## MATERIAL
(begin)

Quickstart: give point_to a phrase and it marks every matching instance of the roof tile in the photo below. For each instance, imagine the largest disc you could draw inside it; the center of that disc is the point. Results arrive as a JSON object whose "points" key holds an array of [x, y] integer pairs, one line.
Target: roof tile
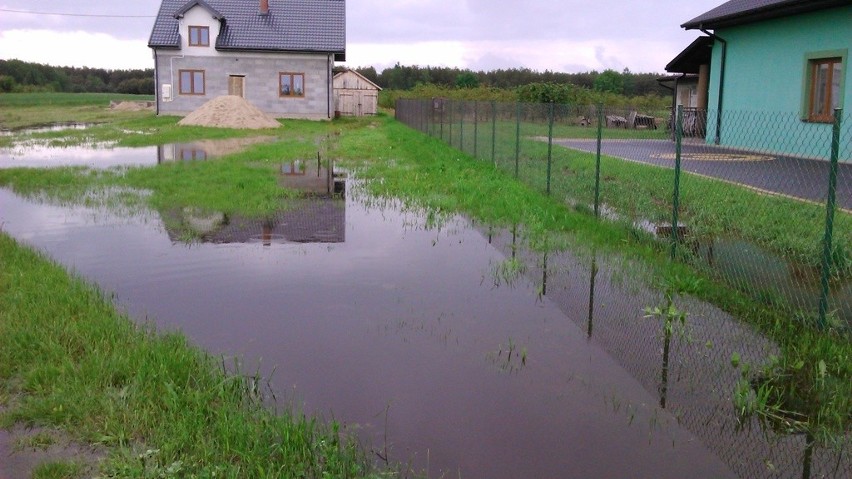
{"points": [[290, 25]]}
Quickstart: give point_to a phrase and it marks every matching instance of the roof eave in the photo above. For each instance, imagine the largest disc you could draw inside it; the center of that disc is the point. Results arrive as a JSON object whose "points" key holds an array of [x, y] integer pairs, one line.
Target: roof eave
{"points": [[792, 7]]}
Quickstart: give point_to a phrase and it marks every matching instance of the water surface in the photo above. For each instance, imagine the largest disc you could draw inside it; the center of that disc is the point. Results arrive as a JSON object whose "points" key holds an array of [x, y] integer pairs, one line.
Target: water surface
{"points": [[422, 340]]}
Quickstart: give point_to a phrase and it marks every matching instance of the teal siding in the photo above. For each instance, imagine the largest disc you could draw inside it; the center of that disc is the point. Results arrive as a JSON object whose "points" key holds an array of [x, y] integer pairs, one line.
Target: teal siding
{"points": [[765, 83]]}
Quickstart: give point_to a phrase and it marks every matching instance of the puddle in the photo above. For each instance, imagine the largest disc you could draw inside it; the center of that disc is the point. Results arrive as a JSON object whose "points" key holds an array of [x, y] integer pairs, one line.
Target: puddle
{"points": [[449, 348], [40, 155], [45, 128]]}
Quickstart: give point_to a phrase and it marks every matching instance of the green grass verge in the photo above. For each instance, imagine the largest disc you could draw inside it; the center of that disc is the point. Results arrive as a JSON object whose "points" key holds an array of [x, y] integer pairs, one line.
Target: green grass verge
{"points": [[159, 405], [814, 370]]}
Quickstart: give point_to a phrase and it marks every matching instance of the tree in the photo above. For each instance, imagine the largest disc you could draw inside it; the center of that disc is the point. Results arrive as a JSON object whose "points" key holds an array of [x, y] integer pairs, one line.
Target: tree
{"points": [[610, 81], [467, 79]]}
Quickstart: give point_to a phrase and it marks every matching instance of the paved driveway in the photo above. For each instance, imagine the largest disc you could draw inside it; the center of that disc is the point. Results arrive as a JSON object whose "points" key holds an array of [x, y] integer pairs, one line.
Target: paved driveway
{"points": [[796, 177]]}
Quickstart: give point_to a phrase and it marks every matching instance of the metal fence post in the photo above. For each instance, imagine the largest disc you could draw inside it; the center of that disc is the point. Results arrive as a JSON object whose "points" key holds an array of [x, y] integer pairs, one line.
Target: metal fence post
{"points": [[461, 126], [475, 126], [676, 194], [450, 123], [549, 144], [517, 136], [830, 206], [598, 162], [494, 132], [442, 119]]}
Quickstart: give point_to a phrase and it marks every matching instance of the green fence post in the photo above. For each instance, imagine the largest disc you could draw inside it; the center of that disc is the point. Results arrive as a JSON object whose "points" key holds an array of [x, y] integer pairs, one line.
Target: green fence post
{"points": [[829, 218], [598, 162], [461, 127], [475, 127], [549, 144], [517, 136], [441, 116], [494, 132], [676, 194], [450, 123]]}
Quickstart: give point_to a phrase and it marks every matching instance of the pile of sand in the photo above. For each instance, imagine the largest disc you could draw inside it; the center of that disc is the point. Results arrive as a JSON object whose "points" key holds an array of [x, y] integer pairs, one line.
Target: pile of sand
{"points": [[229, 112]]}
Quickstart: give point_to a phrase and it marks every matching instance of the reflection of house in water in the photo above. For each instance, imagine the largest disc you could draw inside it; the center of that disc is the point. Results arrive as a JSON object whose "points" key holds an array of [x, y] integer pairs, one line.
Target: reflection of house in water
{"points": [[204, 149], [308, 220], [179, 152], [319, 216]]}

(end)

## TASK TO COMPLETE
Without including any pictures, print all of the material exactly as given.

## EXERCISE RESPONSE
Quickstart: give point_to a phrase and it marks every matching instance of the roof tile in the photo below. For each instance, imagine the largest disc you could draw inside it; the center of that disc is the point. Results arrive as a JSON object whose "points" key holds an array of [x, y] integer pairs, one line.
Target: roof tile
{"points": [[290, 25]]}
Quickstart: give point_to a phrase and it marks every matching instance of the roof eave in the photo above. For each instance, imagine the largest disc you could draw inside it; the center of that disc is the point. Results arrive as a JSON object whose "points" key holds an array of [x, y] integer pairs, one line.
Target: roof eave
{"points": [[792, 7]]}
Quickstart: give point_to a phrase and it marks every matching instance of the water surface in the photo above. For each instance, imagine the largest disc you could draw inside it; the center of that disc is the point. Results arrive as a JSON object whose "points" key holds an array of [x, y] integer pairs, one line.
Target: water surface
{"points": [[422, 340]]}
Quickstart: give point_to a phrase and it marks every matching instance of the teal siding in the photo above. For each instance, imagine the largest disc you could draw inside it; the center of that disc is the point. Results arrive as a JSON object whose "points" key holds an array of [x, y] integer pairs, one line.
Target: teal siding
{"points": [[765, 83]]}
Quickstart: give point_to a phrase and it marks every matching instance of the puddle in the photo above. For each instance, imagine the largest disc you could draw inside it; the center of that disc is the point. Results arrive as a JSON object whose "points" key holds an array of [x, y] integer pairs, one line.
Target: puddle
{"points": [[449, 348], [40, 155], [45, 128]]}
Quickstart: give point_to a phrase and it marks every matching instance of the green grass verge in the photo above. For each instance, imagine the largest disc you could draw inside it; the center of that disc is the point. Results arrive as a JSON object whose "points" key holds an array of [x, y] integer pairs, one line.
Target: green grass verge
{"points": [[159, 405], [814, 370]]}
Quickstart: give point_to a phrase and it marks every matching instance of the tree in the photo above. For each instance, imagine the largest disc you could draw inside it; the center of that disc is the point. Results arrive as a JSON object whose "points" key holds an array of [x, y] integer pairs, one line.
Target: tree
{"points": [[610, 81], [467, 79]]}
Quickstart: give point_to a phrase and it marks every matching instance of the paved driveway in the photo above. For each instance, imagine the largest disc you could draw inside it; the center of that disc is the point. Results arrive as a JSON object whose "points" key holds an array of [x, y] integer pairs, one line.
Target: paved driveway
{"points": [[796, 177]]}
Quickstart: give point_to a phrase and it marks every matching instance of the metal fence post in the photo above. For each instance, imagine the largest disc you could draw inside it; the center of that disc is the point. Results arrive as a JSON object whose "points" key holds an array of [x, y] integer pairs, one line.
Target: metal fence post
{"points": [[461, 126], [475, 126], [676, 194], [450, 123], [549, 144], [517, 136], [830, 206], [598, 162], [494, 132], [442, 119]]}
Quickstart: give point_to a phrase and it marks every matching instance of the green fence post in the photo above. For each instance, imagine the largest disc you could draw inside it; the center of that disc is the point. Results arrive as a JSON object whose "points" key holds an array of [x, y] integer pairs, one line.
Target: green fence post
{"points": [[829, 218], [598, 162], [461, 127], [475, 127], [549, 144], [517, 136], [441, 116], [494, 132], [676, 194], [450, 123]]}
Quickstart: give point_to a phrase and it marks every matching instance of the pile of sand in the photo above. For each instance, imagine the largest disc you could draw inside it; the center of that disc is the point. Results arrive as a JSON object whose "points" key holds an array of [x, y] integer pairs, one line.
Target: pile of sand
{"points": [[229, 112]]}
Quickstart: give point_to a phrase and it marks every matching instance of the reflection of house in water in the photo above. For each instance, imagine the largest disc you could draw inside it; the center of that disc is the point. Results arrive as a JSON object whose "points" key holds an array of [x, y] integer pairs, one line.
Target: reflection of house in water
{"points": [[204, 149], [308, 220], [179, 152], [319, 216]]}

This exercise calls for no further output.